DATASET ENTRIES:
+---+

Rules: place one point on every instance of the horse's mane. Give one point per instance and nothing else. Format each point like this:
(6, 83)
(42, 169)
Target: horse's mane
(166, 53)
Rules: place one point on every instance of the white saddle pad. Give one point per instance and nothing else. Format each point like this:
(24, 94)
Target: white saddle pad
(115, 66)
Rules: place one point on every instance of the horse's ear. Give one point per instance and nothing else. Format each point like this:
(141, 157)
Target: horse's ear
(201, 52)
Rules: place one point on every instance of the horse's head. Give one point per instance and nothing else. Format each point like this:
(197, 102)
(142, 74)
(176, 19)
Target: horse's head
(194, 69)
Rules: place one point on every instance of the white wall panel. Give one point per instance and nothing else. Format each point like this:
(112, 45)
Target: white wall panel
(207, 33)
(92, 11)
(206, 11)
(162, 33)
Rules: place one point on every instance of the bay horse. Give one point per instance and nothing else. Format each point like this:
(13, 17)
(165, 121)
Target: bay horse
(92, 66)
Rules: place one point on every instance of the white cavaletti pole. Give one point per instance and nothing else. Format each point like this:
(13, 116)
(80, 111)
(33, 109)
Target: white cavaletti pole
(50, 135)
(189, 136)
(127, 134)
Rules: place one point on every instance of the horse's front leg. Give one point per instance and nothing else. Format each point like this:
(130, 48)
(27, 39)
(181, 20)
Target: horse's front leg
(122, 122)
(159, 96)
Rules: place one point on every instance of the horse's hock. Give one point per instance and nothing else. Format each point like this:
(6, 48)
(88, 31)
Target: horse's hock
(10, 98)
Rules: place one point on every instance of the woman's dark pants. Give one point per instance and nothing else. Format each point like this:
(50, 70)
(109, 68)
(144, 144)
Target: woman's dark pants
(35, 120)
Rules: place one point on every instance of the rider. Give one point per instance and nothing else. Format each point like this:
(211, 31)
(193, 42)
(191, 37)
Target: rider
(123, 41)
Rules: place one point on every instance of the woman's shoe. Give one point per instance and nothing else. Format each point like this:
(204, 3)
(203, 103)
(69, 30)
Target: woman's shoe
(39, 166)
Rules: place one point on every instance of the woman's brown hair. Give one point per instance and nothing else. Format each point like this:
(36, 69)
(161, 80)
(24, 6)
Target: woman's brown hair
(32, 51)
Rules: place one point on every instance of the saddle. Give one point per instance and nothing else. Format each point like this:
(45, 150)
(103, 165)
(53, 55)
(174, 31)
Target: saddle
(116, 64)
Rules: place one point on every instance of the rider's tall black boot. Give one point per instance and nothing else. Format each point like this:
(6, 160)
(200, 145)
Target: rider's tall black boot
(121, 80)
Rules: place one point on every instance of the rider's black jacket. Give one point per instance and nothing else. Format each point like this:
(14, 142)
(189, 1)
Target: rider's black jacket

+---+

WHAT YOU NEED TO DO:
The entries need to be set down again in full, with no word changed.

ANSWER TO THIS PROBLEM:
Rules: place one point on every instance of the horse's mane. Give one point per instance and nothing else. Format each point like this:
(6, 83)
(42, 169)
Target: horse's mane
(166, 53)
Rules: place one point on every instance of the white saddle pad. Give one point per instance and nothing else. Format each point like this:
(24, 94)
Target: white saddle pad
(115, 66)
Rules: place one point on every instance of the horse's ear. Give one point per instance and nothing else. Format each point like this:
(141, 157)
Target: horse's ear
(201, 52)
Rules: place one point on every instance of the horse's head. Give one point per instance and nothing else. Format each point like this:
(197, 102)
(142, 74)
(176, 19)
Target: horse's head
(194, 69)
Rules: place one point on every instance of the white wall panel. Give one point per instance and nothing else. Format each point like this:
(112, 45)
Target: white wall panel
(207, 33)
(92, 11)
(206, 11)
(162, 33)
Rules: place one point on every instance of the bay horse. Give one point per instance and nothing else. Format each point like this:
(13, 17)
(165, 121)
Target: bay horse
(92, 66)
Rules: place one point on every instance of the white cavaletti pole. Give one point per instance and nothing else. Format each point like this:
(13, 116)
(80, 111)
(33, 109)
Target: white cavaletti pole
(50, 135)
(189, 136)
(127, 134)
Rules: place one point on every instance of the horse's front leg. Give one point per instance and nothing else. Format each point like this:
(130, 48)
(27, 39)
(181, 20)
Target: horse's front leg
(122, 122)
(159, 96)
Rules: place one point on every instance of the horse's hock. Give one point per instance and nothing else. Format each point like this:
(6, 48)
(88, 31)
Target: horse's hock
(10, 98)
Rules: place one point on every instance of the woman's dark pants. Give one point per instance and nothing else. Format each point like this:
(50, 70)
(109, 68)
(144, 144)
Target: woman's dark pants
(35, 120)
Rules: place one point on every instance of the rider. Give one point per instance and nothing else. Format each point like this:
(211, 31)
(193, 42)
(191, 37)
Target: rider
(123, 41)
Rules: place one point on every instance of the woman's shoe. Give one point per instance and nothing else. Format each point like this:
(204, 3)
(203, 103)
(69, 30)
Target: woman's shoe
(39, 166)
Rules: place one point on every instance of the woman's brown hair. Give one point per instance and nothing else. Format each point like this:
(36, 69)
(161, 80)
(24, 6)
Target: woman's brown hair
(32, 51)
Rules: place one point on every instance of the saddle. Give one point per instance and nothing else. Format each point like this:
(45, 150)
(103, 165)
(53, 55)
(174, 31)
Target: saddle
(116, 64)
Rules: place one point on every instance of the rider's tall black boot. Give one point per instance and nothing else. Format each point like this:
(6, 160)
(200, 145)
Target: rider's tall black boot
(121, 80)
Rules: place one point on every instance of the rider's black jacket. Give one point per instance and nothing else. Format each point like this:
(14, 142)
(189, 1)
Target: rider's black jacket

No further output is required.